REQUIRED ACTION: Repeat the lines from the one containing "376,239,592,340" through the last line of the data, exactly, pictures omitted.

[Excerpts from a dataset]

──────────

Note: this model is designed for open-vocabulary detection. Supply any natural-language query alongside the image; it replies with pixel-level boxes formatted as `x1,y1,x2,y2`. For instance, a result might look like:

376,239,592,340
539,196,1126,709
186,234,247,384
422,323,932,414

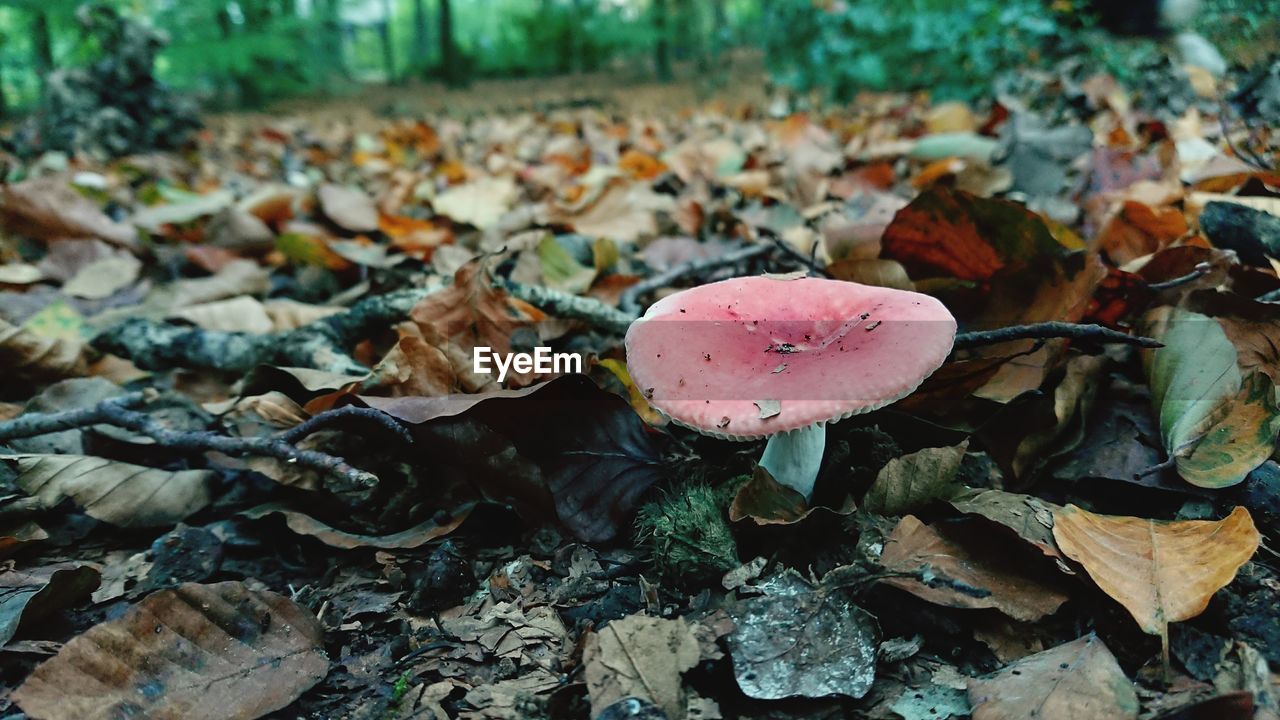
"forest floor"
0,54,1279,720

──────────

EXERCISE ANSWER:
376,239,592,340
539,196,1126,709
186,234,247,384
422,323,932,414

"forest floor"
0,54,1279,720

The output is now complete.